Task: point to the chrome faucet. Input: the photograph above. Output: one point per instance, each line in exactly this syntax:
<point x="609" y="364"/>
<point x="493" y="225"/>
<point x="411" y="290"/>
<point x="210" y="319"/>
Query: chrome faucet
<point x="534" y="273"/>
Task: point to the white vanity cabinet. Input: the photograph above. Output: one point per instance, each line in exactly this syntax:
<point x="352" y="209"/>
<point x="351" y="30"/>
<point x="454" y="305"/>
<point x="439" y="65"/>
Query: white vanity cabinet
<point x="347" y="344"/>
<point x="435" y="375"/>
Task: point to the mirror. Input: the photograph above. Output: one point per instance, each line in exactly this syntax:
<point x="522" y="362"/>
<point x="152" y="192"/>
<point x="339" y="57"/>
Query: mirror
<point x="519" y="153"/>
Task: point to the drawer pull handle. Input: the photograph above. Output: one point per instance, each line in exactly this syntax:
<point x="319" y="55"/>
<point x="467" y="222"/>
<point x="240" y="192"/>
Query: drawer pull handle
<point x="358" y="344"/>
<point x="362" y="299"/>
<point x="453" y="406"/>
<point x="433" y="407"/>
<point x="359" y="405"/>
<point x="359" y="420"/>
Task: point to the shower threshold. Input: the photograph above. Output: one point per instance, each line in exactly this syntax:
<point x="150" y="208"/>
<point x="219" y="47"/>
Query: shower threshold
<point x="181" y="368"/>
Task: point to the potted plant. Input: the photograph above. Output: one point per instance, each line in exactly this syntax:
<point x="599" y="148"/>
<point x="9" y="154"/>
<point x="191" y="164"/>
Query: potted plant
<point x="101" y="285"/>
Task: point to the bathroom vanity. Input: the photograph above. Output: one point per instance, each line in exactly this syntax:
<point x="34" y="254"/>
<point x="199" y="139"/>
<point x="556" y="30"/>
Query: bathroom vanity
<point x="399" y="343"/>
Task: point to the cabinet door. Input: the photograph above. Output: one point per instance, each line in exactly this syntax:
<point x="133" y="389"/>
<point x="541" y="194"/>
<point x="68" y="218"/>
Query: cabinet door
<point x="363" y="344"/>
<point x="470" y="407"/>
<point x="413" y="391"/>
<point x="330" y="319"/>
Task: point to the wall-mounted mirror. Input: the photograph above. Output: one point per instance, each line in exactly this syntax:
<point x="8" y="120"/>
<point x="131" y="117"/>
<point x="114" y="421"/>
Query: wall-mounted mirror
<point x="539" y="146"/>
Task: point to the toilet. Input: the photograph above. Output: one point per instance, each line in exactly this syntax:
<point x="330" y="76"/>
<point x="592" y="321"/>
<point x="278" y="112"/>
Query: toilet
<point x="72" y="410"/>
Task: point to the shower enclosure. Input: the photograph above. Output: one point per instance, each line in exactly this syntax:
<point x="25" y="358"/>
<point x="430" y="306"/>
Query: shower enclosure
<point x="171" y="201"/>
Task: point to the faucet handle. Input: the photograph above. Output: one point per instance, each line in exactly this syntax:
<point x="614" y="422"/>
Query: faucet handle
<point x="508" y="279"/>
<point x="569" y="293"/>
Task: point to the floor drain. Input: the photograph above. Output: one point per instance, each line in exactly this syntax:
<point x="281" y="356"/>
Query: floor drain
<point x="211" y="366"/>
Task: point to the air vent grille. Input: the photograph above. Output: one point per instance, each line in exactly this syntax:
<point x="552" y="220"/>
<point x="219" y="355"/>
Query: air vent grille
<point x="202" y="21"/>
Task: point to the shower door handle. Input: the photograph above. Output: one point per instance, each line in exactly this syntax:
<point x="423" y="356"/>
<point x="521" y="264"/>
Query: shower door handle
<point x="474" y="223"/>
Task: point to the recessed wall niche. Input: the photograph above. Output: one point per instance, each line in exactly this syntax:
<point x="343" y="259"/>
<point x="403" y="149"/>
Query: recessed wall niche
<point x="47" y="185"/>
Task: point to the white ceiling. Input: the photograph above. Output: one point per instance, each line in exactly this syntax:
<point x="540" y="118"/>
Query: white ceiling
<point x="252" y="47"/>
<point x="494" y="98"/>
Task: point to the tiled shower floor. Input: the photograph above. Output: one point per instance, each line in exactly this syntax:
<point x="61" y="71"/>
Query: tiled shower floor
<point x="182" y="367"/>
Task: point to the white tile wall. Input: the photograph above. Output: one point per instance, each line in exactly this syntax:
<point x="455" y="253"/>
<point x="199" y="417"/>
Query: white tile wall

•••

» REQUEST:
Starting at the line that contains "Task: point to the recessed", retype each line through the end of the listing above and nothing else.

» ANSWER TO THIS TASK:
Task: point to the recessed wall niche. Input: the photograph above. Output: one point per instance, each line in exactly this syntax:
<point x="343" y="259"/>
<point x="403" y="149"/>
Query: recessed wall niche
<point x="47" y="185"/>
Task: point to the white ceiling. Input: the photograph above. Output: one point per instance, each line in exactly this syntax:
<point x="540" y="118"/>
Query: white ceiling
<point x="252" y="47"/>
<point x="494" y="98"/>
Task: point to the tiled shower floor. Input: the photograph above. Output: one point per instance, each line in exactly this syntax:
<point x="61" y="71"/>
Query: tiled shower floor
<point x="182" y="367"/>
Task: point to the white tile wall. Input: the photograph above. Output: one point per instance, each line in exactly this syntax:
<point x="455" y="253"/>
<point x="199" y="417"/>
Query: white tile wall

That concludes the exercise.